== Given instruction ==
Pull every line of the listing below into your answer word for word, leaving out the pictures.

[Dataset records]
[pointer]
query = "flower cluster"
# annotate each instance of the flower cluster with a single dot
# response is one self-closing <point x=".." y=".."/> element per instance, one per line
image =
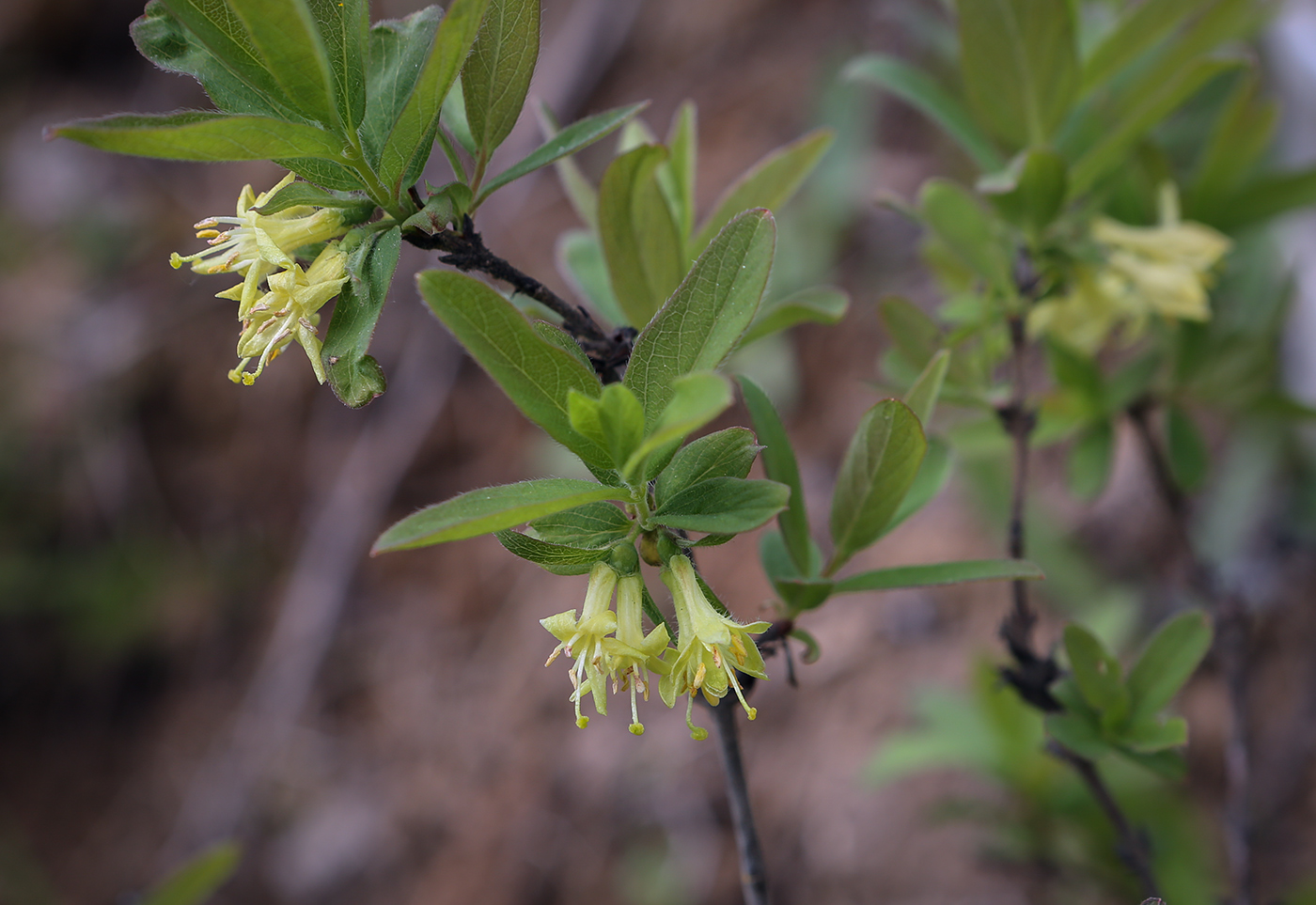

== The reply ==
[pointer]
query = "flower cluster"
# annotate each instance of the flower cluster with a single dot
# response is one self-closing <point x=".." y=".."/> element per instance, one per line
image =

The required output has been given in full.